**What needs to be done**
Shift every coordinate in the answers by adding 123 to each number, and rewrite the material below with its requests, starting with the line containing "sneaker in this photo, one line per instance." and going on through the line containing "fork in this photo, one line per instance.". Leave the pictures out of your answer.

(Object location annotation material)
━━━
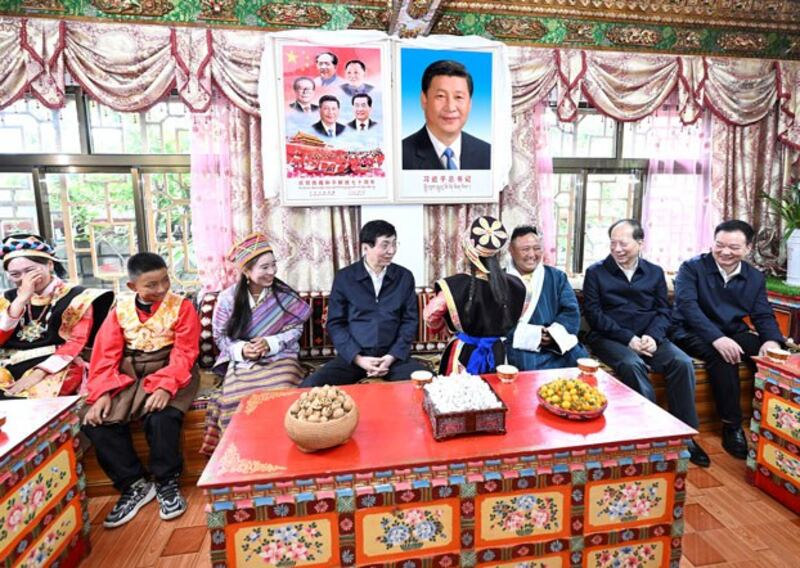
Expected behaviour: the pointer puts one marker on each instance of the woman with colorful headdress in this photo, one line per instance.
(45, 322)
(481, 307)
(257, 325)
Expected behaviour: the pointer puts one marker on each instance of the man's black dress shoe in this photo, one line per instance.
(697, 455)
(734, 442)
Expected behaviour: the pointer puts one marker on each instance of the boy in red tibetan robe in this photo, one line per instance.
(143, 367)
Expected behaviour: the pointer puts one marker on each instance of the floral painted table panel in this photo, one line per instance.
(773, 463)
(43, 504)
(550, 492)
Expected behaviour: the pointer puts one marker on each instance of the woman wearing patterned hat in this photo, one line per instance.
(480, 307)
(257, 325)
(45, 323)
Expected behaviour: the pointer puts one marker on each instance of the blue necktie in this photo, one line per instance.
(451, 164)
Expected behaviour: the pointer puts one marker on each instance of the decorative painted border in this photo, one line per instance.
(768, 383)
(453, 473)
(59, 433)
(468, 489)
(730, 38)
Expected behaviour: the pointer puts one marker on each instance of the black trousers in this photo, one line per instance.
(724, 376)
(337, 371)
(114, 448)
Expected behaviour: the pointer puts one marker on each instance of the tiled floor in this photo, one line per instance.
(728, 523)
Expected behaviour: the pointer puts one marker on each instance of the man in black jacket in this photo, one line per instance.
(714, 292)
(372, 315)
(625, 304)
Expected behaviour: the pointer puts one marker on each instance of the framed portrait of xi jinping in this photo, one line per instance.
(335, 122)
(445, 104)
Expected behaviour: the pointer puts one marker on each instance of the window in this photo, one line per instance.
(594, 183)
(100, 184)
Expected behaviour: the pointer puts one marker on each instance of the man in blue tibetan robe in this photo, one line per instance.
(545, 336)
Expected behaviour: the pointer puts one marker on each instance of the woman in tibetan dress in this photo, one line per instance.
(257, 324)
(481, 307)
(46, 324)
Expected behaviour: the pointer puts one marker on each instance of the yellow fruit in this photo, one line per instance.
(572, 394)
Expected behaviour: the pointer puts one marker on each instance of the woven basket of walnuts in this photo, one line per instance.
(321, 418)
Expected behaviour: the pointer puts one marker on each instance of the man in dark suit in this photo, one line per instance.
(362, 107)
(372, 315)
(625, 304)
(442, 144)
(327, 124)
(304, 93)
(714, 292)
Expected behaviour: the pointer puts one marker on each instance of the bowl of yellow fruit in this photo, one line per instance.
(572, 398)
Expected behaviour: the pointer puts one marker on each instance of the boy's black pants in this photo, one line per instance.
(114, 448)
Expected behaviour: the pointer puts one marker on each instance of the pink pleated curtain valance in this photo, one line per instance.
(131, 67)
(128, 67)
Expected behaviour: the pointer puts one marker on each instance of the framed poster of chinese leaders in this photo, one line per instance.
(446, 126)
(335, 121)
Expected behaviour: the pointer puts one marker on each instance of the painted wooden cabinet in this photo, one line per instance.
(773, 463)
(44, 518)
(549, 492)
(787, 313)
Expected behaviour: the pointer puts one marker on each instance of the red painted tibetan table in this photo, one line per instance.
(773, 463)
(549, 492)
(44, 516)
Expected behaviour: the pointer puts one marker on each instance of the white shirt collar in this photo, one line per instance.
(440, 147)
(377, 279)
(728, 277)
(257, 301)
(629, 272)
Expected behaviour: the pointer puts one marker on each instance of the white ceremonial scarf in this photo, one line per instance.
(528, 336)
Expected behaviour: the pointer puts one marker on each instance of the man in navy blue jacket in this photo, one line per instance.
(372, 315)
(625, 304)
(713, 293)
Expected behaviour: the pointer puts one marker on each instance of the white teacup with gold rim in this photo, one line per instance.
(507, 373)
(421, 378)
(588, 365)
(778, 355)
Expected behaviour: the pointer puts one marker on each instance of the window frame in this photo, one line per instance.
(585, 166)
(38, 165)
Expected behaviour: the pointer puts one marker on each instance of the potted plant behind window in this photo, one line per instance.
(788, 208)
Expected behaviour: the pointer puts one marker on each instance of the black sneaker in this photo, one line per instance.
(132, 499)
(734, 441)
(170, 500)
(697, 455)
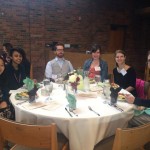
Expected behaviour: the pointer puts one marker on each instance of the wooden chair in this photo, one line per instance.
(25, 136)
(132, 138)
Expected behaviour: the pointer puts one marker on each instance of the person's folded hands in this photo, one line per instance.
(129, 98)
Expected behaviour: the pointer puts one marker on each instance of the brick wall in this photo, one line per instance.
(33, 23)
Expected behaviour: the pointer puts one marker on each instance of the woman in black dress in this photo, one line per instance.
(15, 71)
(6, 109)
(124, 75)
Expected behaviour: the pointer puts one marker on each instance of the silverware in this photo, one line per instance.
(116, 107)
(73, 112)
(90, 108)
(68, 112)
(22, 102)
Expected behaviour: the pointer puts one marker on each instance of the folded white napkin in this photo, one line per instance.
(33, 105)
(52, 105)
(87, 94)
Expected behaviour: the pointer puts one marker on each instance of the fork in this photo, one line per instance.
━━━
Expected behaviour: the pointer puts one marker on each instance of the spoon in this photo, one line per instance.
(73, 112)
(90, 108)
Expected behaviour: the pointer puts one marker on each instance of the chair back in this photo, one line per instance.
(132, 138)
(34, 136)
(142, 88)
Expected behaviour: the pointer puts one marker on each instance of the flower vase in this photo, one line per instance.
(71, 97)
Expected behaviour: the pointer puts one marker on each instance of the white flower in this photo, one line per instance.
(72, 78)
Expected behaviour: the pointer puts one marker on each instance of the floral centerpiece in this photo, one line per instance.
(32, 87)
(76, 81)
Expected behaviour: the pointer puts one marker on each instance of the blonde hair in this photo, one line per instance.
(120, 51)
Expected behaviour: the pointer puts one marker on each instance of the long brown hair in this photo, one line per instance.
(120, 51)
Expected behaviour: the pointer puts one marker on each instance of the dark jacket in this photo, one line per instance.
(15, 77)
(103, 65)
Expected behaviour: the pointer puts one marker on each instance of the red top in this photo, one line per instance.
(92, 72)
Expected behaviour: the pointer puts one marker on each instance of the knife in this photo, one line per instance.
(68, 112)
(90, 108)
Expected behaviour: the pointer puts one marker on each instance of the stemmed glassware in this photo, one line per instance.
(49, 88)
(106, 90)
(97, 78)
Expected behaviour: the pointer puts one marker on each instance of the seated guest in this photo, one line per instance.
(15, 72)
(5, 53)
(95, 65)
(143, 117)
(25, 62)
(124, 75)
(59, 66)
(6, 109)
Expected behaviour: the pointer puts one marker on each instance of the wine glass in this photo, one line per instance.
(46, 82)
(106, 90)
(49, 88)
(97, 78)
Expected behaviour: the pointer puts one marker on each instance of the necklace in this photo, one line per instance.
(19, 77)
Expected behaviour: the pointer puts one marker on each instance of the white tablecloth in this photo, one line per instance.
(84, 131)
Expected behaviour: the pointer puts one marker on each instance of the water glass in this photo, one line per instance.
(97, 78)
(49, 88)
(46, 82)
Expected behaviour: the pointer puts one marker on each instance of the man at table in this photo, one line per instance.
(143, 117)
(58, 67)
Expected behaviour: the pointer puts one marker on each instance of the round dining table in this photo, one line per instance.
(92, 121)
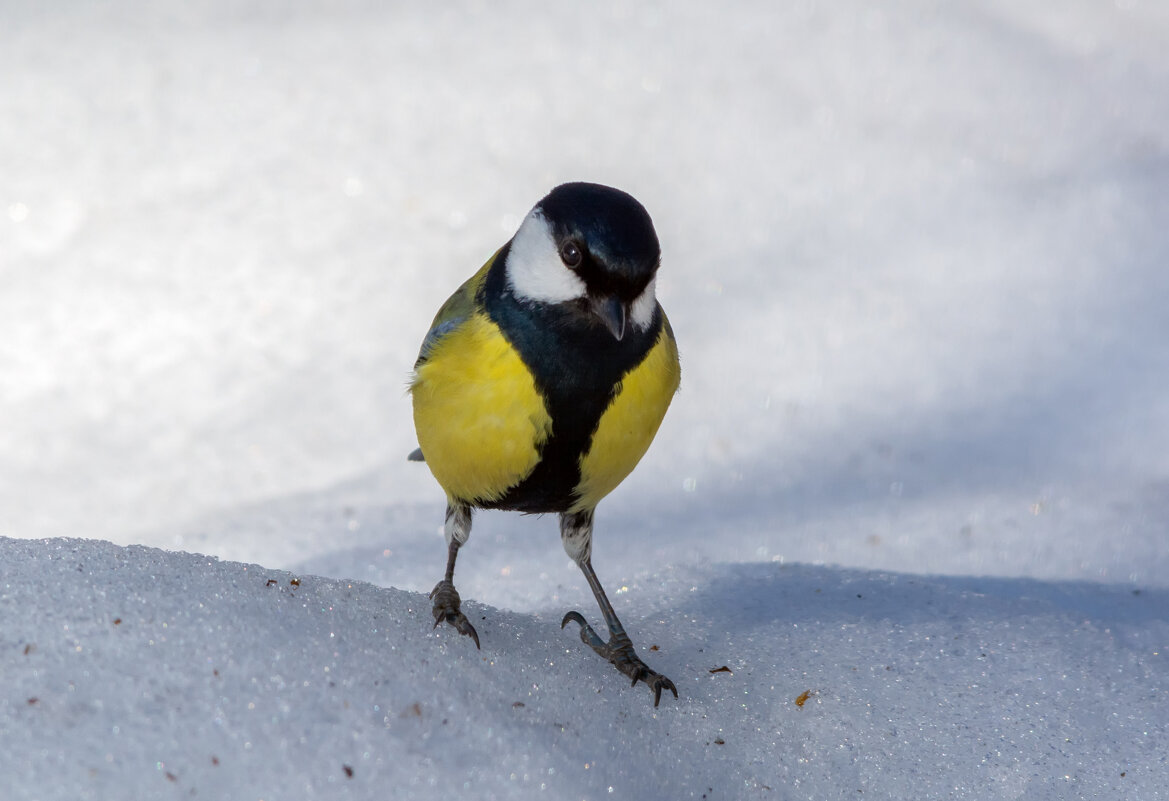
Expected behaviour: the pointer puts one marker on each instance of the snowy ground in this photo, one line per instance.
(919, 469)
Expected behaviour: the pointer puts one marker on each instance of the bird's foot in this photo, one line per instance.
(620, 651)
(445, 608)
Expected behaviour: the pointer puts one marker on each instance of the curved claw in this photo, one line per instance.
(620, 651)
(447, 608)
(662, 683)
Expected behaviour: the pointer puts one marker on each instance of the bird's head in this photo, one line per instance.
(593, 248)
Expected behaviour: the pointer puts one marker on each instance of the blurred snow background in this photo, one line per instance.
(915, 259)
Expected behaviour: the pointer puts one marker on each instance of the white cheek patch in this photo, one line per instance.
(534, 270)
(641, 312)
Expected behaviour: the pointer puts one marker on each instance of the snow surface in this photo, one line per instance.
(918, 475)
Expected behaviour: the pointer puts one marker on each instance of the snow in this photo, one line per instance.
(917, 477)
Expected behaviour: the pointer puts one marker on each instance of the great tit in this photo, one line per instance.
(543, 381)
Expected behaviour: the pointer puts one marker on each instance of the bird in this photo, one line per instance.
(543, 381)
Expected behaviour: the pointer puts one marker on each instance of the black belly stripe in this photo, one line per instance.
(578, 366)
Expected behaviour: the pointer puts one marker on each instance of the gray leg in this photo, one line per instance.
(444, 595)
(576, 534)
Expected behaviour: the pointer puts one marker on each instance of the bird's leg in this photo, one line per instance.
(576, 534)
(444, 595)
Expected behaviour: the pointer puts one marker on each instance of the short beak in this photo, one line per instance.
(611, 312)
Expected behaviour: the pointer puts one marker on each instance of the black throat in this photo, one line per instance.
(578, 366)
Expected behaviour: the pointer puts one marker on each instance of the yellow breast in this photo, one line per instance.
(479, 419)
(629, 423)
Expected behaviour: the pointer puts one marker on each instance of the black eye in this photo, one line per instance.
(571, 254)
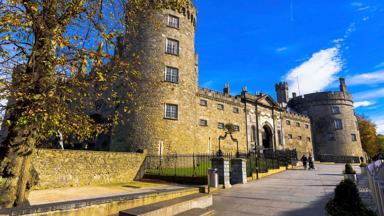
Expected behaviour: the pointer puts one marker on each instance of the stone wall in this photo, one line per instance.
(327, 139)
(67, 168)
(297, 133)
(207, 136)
━━━
**The reply**
Expected behaviour: the pointer puts one marker on each instance of the black sneaker in this photo, one line per instance.
(255, 622)
(857, 564)
(293, 623)
(820, 578)
Expected behaviour: the pointer puts one marker on each instance of the wooden chair in this photo, one line per instance.
(148, 259)
(255, 261)
Expected behaviour: the pointer puts one marker on each instance of the person's folded hands in this photo, one line per instance.
(252, 221)
Expected behaviour: the pointer puts one marker on each instance of the brick wall in this photo, one line per instance.
(156, 146)
Expected behaviour: the pointer puts one marker on each instance of the woman in black dress in this photo, one line per instance.
(138, 194)
(129, 232)
(247, 198)
Expected behaviour: the pointer puts one marker on each instance of the silverware in this photo, one line per instance.
(239, 230)
(196, 235)
(213, 231)
(191, 235)
(145, 225)
Expected behaviour: the pointer puts one marker on each instance of the folded white napkin in this photo, one line per instance.
(156, 228)
(175, 228)
(210, 217)
Expected behaviour: the pointer puts one marker on each instance of the fork in this photo, one line per instance.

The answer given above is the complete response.